[START SOURCE DOCUMENT]
What’s the right way to answer this question:  “Do you play Chess?”  You might say “Yes” or “No”, but you would be likely to have a more interesting conversation if you replied with, “What do you mean by ‘Chess’?”
For most folks from the West, when you say “Chess” you mean what is now commonly called “International Chess”—the game of 64 squares, a king, a queen, knights, rooks, bishops and pawns.  And if you are about my age, you might also mention something about “Bobby Fischer.”  Nonetheless, you would not really be obtuse or pedantic if asked, “What do you mean by ‘Chess’?”

If you take the matter seriously, then you can do no better than to turn to “A World of Chess: Its Development and Variations through Centuries and Civilizations” by Jean-Louis Cazaux and Rick Knowlton, published in 2017.  Cazaux has worked for years as a scholar of Chess history, publishing in 2010 “L’Odyssee des Jeuxd’Echecs.”  Knowlton has worked for decades in promoting the actual playing of countless forms of Chess and Chess variants.  His efforts to make all forms of Chess known and enjoyed can be seen at

In my previous two columns for “Eurasian Perspectives” regarding board games as a form of cultural encounter (Part One HERE; Part Two HERE), we saw that board games both absorb and form local culture.  Transmitted across cultures, a board game can disclose aspects of its native culture to the uninitiated, while taking on new life and forms in cultures into which they are transplanted.  There’s something universally human about playing games; and there seems to be something nearly universal about playing Chess.  Looking at how Chess has emerged, spread, mutated, revived (and, sadly, in some forms, more or less died), we can find opportunities for peoples of East and West to teach each other unexpected lessons about what it means to be human—and maybe even have a lot of fun while doing so.

I had the good fortune of a long phone conversation recently with Rick Knowlton.  We talked about “A World of Chess”, his passion for all things Chess, and viewing games as vehicles for transmitting, transforming and sustaining culture.  What follows is a summary of our conversation.

A perennial question for students of Chess is the origin of the game.  The “received wisdom” for many years was that Chess emerged from India some time before the seventh century.  The current status of the question is a bit more complex.  Depending upon the evidence examined, and one’s presuppositions about what is “really” Chess, strong arguments could be made, he said, for attributing the origin of Chess to India, China, or Persia.

As we talked, I suggested that asking, “When and where did Chess come from?” is analogous to asking, “Who was Homer and when did he write the ‘Odyssey’?”    The working hypothesis of modern ethnographers is that an oral tradition emerged, spread and developed over time, solidified, and eventually coalesced into an identifiable and more or less stable substrate that we now called the “Odyssey” that we attribute to “Homer.”
[END SOURCE DOCUMENT]
**EXERCISE REQUIREMENTS:**
**A)** Answer these questions from the chess column:
(i) In what year was "A World of Chess" published?
(ii) According to the long-held view, where did chess emerge, and before which century?
(iii) Which three places could strong arguments credit with the origin of chess?
**B)** Continue the chess column from its final sentence.
The records are not needed.
[START DATASET EXCERPTS]
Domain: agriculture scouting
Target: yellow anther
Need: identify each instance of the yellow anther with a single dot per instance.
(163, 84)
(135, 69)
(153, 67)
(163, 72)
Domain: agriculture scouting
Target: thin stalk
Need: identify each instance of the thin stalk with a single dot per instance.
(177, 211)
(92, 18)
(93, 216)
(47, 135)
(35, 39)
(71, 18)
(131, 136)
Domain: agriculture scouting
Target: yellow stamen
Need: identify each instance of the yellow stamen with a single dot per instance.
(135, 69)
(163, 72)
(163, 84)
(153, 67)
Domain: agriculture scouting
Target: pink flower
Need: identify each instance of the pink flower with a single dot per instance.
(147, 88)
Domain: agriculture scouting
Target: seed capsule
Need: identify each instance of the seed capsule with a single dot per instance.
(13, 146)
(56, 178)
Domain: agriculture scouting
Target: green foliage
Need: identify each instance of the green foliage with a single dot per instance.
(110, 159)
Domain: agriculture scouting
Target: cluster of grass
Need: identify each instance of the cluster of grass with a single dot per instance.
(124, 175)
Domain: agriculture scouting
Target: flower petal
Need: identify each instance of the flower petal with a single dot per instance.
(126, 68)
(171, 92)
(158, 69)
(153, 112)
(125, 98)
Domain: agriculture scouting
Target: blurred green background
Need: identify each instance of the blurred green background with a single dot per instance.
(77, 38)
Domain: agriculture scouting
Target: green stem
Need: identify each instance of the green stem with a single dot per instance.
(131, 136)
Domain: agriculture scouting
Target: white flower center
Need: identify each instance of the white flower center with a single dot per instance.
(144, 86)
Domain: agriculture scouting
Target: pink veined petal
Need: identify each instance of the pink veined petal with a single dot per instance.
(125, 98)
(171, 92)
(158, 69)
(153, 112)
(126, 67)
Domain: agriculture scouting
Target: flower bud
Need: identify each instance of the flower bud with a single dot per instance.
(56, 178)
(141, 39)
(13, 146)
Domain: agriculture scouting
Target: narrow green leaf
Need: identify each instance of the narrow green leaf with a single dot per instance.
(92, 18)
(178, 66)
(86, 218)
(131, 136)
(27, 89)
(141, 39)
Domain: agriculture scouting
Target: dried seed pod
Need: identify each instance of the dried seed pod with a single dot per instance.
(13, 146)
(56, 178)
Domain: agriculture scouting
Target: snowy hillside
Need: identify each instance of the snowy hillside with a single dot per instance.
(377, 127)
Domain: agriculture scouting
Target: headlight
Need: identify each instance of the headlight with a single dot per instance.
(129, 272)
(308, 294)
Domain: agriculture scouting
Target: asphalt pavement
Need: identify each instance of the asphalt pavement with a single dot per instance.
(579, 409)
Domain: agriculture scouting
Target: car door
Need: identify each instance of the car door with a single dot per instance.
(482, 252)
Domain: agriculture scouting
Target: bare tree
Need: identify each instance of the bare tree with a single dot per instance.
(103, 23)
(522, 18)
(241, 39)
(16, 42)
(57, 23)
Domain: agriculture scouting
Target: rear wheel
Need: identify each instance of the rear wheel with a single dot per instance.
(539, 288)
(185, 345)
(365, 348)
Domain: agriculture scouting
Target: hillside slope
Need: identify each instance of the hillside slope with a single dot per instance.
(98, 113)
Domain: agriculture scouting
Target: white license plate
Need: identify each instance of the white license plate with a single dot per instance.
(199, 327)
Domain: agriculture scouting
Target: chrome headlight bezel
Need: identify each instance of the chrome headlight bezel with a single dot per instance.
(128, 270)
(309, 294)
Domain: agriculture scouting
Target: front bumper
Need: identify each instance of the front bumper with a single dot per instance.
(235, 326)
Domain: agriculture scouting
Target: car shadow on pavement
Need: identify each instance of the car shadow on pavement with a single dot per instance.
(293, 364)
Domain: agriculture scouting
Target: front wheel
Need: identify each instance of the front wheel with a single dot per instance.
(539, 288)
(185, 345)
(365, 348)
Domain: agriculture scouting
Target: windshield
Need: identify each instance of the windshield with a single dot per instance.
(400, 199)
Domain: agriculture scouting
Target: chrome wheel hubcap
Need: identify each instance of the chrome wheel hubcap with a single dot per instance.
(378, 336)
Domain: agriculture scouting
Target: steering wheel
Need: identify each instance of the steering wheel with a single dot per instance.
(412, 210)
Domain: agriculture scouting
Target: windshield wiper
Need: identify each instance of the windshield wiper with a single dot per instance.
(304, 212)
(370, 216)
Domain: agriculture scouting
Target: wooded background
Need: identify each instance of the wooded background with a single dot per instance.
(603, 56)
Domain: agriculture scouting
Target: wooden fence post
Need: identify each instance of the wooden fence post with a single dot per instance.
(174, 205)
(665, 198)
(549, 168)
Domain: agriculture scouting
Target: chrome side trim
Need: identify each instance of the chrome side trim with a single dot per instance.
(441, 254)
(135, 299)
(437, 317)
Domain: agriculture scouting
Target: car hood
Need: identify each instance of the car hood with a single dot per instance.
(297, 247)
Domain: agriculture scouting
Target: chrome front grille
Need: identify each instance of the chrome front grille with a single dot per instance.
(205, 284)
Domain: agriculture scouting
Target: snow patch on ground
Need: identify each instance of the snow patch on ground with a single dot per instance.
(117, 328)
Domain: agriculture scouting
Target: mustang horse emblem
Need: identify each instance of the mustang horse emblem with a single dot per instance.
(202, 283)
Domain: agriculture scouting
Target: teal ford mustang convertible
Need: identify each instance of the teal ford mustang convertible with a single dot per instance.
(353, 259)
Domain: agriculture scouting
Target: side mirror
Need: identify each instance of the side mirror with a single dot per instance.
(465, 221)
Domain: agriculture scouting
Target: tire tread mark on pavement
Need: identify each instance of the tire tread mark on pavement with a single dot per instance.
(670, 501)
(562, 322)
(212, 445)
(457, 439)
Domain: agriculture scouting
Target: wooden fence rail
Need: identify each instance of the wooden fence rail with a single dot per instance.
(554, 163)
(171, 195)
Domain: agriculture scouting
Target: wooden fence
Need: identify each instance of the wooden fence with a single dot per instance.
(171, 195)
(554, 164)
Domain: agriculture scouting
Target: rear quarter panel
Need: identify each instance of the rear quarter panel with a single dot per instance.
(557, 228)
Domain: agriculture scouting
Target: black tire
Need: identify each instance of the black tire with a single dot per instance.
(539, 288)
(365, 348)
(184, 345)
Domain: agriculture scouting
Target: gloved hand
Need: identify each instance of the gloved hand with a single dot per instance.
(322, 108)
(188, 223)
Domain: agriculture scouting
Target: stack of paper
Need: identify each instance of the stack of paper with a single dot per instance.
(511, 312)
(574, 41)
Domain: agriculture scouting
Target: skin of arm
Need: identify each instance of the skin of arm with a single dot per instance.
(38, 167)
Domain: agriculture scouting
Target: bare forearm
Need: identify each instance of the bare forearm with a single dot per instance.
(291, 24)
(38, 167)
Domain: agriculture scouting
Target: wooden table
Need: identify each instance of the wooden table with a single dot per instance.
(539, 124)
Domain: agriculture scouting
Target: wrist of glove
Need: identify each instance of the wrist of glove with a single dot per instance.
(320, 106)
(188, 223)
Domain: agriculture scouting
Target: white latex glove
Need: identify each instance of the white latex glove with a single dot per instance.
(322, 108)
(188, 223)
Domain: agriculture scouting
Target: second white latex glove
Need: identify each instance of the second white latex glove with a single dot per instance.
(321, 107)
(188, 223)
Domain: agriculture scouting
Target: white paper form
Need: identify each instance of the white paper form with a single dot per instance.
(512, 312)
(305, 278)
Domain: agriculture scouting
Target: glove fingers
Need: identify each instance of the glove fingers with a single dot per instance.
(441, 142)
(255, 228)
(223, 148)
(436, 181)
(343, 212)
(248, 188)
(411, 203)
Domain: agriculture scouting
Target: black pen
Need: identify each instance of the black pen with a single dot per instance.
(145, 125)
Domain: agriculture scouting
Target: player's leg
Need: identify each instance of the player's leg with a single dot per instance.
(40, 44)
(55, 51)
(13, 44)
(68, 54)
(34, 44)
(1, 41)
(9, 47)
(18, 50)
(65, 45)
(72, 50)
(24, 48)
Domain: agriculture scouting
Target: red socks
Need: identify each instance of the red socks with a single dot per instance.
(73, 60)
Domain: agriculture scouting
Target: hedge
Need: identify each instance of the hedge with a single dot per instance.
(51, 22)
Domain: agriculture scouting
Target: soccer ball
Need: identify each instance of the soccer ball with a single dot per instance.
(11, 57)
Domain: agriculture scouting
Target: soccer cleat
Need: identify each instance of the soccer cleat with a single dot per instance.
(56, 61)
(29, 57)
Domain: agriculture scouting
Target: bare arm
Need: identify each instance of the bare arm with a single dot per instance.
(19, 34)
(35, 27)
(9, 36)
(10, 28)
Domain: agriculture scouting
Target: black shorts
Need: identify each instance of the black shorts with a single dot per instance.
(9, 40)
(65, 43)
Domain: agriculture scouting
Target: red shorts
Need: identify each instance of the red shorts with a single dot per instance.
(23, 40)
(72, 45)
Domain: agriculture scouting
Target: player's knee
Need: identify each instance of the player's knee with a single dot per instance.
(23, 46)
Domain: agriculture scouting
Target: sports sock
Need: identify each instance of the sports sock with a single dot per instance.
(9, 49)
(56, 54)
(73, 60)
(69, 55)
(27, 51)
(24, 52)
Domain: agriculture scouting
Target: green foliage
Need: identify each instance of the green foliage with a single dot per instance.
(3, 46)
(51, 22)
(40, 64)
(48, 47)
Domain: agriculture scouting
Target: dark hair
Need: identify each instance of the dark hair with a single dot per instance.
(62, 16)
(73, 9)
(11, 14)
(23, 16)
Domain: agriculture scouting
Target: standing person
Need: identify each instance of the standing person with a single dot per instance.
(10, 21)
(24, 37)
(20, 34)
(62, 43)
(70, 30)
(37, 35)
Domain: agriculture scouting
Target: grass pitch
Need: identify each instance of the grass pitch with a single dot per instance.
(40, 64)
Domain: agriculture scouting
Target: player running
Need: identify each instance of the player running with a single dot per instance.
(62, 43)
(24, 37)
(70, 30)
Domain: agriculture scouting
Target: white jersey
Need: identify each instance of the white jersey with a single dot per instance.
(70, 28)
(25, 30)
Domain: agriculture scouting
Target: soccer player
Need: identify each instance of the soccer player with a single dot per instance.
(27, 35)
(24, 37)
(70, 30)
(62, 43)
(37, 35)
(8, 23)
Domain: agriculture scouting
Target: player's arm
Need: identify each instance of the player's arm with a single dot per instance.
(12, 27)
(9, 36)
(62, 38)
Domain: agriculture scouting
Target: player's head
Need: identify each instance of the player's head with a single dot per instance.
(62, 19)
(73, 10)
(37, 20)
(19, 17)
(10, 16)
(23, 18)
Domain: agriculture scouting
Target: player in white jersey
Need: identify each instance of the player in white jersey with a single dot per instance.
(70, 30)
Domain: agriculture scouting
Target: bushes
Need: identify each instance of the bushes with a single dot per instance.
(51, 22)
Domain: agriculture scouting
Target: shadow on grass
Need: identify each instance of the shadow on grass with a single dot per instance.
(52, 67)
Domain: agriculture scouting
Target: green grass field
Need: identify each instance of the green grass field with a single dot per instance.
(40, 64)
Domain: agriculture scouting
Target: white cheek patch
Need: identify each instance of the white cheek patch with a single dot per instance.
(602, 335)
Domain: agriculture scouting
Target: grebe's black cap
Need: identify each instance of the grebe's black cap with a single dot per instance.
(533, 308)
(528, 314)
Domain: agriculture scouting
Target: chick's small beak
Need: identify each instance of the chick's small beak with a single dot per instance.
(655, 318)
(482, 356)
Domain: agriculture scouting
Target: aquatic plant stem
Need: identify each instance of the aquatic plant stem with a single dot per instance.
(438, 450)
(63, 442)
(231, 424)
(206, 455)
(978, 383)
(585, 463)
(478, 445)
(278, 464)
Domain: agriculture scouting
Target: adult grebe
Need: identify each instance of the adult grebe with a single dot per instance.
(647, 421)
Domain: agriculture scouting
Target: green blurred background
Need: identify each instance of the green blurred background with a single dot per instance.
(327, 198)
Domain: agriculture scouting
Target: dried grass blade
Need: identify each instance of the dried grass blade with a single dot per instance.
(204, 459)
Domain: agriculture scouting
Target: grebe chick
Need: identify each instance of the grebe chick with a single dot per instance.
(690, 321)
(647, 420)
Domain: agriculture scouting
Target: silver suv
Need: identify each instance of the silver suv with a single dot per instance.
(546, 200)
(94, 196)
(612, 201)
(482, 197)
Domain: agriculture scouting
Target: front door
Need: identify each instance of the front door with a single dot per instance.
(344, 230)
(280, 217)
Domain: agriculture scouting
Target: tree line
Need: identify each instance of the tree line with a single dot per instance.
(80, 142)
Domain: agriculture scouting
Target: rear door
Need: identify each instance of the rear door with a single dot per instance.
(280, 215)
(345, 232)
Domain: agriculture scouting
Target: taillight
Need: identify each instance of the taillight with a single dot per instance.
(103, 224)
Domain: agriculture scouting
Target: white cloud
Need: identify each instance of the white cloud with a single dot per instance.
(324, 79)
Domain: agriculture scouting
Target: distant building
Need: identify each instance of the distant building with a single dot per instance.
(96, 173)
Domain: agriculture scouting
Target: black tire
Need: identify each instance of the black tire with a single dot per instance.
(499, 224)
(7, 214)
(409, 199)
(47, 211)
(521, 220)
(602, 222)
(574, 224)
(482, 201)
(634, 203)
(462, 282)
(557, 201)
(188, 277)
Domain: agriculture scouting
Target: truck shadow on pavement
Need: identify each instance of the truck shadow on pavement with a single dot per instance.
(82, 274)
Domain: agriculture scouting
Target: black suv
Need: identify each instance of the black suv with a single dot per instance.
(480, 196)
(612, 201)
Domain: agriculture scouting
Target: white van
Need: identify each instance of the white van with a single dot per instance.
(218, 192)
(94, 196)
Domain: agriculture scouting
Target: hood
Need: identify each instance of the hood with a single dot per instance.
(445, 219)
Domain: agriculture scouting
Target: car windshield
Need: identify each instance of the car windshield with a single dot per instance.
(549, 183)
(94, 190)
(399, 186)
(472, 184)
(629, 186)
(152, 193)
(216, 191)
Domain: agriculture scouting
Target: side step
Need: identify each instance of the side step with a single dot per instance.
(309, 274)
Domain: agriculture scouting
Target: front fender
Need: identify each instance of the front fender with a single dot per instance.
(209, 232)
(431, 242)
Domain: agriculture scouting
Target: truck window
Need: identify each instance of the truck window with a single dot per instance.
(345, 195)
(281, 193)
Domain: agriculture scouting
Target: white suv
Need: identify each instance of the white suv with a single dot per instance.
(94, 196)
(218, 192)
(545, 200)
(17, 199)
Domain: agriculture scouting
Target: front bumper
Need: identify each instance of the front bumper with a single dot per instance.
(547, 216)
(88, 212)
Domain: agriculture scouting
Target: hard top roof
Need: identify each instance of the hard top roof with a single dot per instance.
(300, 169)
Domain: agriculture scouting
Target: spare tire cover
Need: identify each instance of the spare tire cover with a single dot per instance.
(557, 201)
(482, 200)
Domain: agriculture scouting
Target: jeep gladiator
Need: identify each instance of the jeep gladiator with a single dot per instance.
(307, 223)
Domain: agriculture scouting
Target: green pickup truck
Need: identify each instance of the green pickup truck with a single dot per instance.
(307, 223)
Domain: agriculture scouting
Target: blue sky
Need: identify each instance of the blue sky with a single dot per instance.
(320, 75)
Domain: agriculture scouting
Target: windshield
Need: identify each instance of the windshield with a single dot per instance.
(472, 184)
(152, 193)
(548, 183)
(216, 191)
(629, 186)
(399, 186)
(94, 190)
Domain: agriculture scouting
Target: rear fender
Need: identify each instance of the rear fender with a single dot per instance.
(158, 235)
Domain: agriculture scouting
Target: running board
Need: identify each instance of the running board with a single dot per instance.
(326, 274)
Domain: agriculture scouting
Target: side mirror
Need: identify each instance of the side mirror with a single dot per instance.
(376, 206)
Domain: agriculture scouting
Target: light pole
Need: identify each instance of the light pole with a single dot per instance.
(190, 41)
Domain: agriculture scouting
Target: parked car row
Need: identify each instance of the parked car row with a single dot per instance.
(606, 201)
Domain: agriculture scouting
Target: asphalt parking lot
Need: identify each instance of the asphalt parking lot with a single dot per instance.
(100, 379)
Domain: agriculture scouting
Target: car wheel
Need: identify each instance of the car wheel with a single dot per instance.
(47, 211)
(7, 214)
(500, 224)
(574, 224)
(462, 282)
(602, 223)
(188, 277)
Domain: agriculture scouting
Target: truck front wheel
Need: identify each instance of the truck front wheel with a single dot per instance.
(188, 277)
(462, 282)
[END DATASET EXCERPTS]
**IN RESPONSE:**
**A)**
(i) 2017
(ii) India, before the seventh century
(iii) India, China, and Persia

**B)**
Knowlton accepted the analogy, suggesting that there is a core of Chess that many Eastern cultures found so appealing that it spread and took root across Asia.  That same core grew and moved into the West, where it evolved into what is now commonly called “International Chess.”  There may never be a simple answer to “Where did Chess come from” any more than there could be a simple answer to “Who was Homer and when did he write the ‘Odyssey’?”

Besides, if you ask, “When and where did Chess begin?”, we have to come back to our earlier question, “What do you mean by ‘Chess’?”  Does the question refer to the Chess of China (Xiangqi), Japan (Shogi), Korea (jianggi), Thailand (Makruk) or Burma (Sit-Tu-Yin)?  Or to the countless sub-variations within those families of Chess?  It seems that when it comes to the study of Chess, the only straight lines are on the board.

Consequently, it is almost impossible to answer the question, “What is the basic difference between the Chess of the East and the Chess of the West?”, because even though a common core of “Chess-essence” may be found in all forms of Chess, it seems exceedingly difficult to formulate a univocal definition of “Chess.” Knowlton and I focused on just one obvious difference between the Chess of the East and that of the West—the pieces.

Specifically, the Chess of the West deploys pieces represented in three-dimensional form.  The Chess of many large sections of Asia depicts Chess pieces on flat discs with ideograms.    That fact can present a significant learning curve for Western players, Knowlton noted, one that unfortunately keeps many Westerners from taking the trouble to learn (and thence enjoy), say, Xiangqi or Shogi.  Knowlton agreed that’s regrettable.  Such a reluctance keeps a Westerner from enjoying several rich and delightful forms of Chess.  It also keeps the Westerner from entering into the vast and beguiling world of Asian ideograms and calligraphy.  That observation reinforces my conviction that board games can be inviting portals into the worlds of other cultures.

Continuing with linguistic comparisons, I suggested to Knowlton that the rise and fall of various forms of Chess can be likened to the rise of and fall of languages.  A language is a way of having the world; a language is a way of inhabiting human life.  Humanity is impoverished when a language dies out.  Might the same be said of forms of Chess?  He agreed, and said that already innumerable forms of Chess languages and dialects (so to speak) have died out.  One reason he promotes the study and playing of various forms of Chess is to keep some wonderful forms of human living alive.  I would very much like to see him succeed in those efforts.

What might we conclude from this series on board games as a means of facilitating encounters between East and West?  First, our common humanity is affirmed by our shared delight in board games in general, and by the persistence and pervasiveness of Chess in particular.  Second, a friendly way of affording entrée into a culture is through its board games.  Chess provides an especially effective and friendly medium for engaging cultures, as draws upon the contrasts of many similarities and differences.  Third, this series of reflections on board games raises the question:  “Where else might we turn to facilitate the encounter between East and West?”  Addressing that question will be the topic of my next columns.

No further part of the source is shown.